■ WHAT NEEDS TO BE DONE:
Write out the lines from the one containing "Target: t-shirt sleeve" through the last line, inclusive, without any changes.

------------------------------------------------

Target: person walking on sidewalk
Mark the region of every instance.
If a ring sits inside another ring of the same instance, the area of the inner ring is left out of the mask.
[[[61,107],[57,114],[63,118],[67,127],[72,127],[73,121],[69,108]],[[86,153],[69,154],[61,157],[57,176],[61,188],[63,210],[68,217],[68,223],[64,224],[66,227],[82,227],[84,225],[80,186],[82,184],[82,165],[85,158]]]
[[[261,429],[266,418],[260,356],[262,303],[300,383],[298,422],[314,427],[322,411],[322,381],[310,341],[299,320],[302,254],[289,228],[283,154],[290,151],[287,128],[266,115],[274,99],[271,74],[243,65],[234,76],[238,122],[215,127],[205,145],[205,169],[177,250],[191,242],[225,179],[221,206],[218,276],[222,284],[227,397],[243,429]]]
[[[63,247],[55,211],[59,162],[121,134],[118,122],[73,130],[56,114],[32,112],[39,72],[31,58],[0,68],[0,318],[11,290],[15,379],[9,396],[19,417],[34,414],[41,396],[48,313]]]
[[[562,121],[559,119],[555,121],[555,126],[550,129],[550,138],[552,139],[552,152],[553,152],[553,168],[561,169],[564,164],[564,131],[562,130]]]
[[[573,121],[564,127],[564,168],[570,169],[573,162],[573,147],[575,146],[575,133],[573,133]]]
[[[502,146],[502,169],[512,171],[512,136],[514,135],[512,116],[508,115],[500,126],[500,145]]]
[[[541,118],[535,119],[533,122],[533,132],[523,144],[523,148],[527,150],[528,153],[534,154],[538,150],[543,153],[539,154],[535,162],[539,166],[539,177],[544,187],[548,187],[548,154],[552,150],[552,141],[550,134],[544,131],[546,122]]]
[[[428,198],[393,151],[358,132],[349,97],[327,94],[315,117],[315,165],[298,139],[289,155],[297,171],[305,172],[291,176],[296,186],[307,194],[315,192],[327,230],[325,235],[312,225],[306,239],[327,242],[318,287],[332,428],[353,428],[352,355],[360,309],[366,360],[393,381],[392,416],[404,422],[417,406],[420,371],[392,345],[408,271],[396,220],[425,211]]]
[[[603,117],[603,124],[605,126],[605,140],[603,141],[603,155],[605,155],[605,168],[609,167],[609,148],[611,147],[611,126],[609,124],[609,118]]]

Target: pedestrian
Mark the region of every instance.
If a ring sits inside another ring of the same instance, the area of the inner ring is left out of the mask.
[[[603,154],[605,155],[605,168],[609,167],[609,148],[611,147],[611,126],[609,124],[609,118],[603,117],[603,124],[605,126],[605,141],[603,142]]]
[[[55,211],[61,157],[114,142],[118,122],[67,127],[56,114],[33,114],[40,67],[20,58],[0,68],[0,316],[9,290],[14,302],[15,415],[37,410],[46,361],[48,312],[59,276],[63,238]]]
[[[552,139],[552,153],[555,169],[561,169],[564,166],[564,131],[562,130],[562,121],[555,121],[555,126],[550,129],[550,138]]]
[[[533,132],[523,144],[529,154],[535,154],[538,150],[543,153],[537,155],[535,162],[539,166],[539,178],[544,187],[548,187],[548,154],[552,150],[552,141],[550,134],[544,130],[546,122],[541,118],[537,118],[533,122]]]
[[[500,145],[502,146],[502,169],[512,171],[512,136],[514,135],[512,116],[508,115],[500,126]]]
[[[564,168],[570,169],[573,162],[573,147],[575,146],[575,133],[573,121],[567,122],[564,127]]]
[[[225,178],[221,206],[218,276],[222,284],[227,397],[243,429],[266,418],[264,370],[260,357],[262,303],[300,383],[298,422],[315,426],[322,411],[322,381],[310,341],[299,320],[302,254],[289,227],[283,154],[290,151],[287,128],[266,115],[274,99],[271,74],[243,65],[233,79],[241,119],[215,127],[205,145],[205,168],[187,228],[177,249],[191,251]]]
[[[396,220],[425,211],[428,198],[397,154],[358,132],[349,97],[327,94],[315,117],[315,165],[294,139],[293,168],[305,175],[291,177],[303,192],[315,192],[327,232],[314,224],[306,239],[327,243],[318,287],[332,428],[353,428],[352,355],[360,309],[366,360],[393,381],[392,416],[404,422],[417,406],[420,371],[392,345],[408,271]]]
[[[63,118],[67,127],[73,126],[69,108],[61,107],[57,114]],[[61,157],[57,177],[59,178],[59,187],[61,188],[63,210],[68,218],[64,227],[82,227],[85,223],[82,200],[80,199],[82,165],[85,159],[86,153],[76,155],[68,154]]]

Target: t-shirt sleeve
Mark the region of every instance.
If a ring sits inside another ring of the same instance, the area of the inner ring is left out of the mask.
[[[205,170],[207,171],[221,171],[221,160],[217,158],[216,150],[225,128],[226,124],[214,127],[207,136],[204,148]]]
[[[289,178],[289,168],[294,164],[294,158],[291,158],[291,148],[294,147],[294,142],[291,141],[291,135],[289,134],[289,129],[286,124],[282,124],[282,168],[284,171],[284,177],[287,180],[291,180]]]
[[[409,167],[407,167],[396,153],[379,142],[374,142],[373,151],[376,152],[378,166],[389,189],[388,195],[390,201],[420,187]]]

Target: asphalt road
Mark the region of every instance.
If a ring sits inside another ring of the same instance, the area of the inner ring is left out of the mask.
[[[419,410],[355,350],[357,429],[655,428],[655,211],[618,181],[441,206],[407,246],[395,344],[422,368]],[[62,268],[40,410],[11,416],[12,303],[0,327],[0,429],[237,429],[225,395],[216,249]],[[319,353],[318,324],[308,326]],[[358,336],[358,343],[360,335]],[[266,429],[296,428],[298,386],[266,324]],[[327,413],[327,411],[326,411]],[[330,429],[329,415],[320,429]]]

------------------------------------------------

■ EXERCISE OUTPUT:
Target: t-shirt sleeve
Mark the region of every instance.
If a ring sits inside another ring of the same instance, the area of the inner ring is left out of the mask.
[[[205,170],[207,171],[221,171],[221,160],[217,158],[216,150],[225,128],[226,124],[214,127],[207,136],[204,148]]]
[[[289,178],[289,168],[294,164],[294,158],[291,158],[291,148],[294,147],[294,142],[291,141],[291,135],[289,134],[289,129],[286,124],[282,124],[282,168],[284,171],[284,177],[287,180],[291,180]]]
[[[409,167],[407,167],[396,153],[379,142],[374,142],[373,151],[376,152],[378,166],[389,189],[388,195],[390,201],[420,187]]]

Target: asphalt road
Mark the region of every instance.
If a ring sits inside another ring of the same instance, the area of the inner ring is left out of the mask.
[[[419,410],[355,350],[357,429],[655,428],[655,211],[618,181],[441,206],[407,246],[395,344],[422,368]],[[62,268],[40,410],[11,416],[12,303],[0,327],[0,429],[237,429],[225,395],[216,249]],[[319,353],[318,324],[308,326]],[[358,336],[358,343],[360,335]],[[266,429],[296,428],[298,386],[266,324]],[[327,413],[327,411],[326,411]],[[330,429],[329,415],[320,429]]]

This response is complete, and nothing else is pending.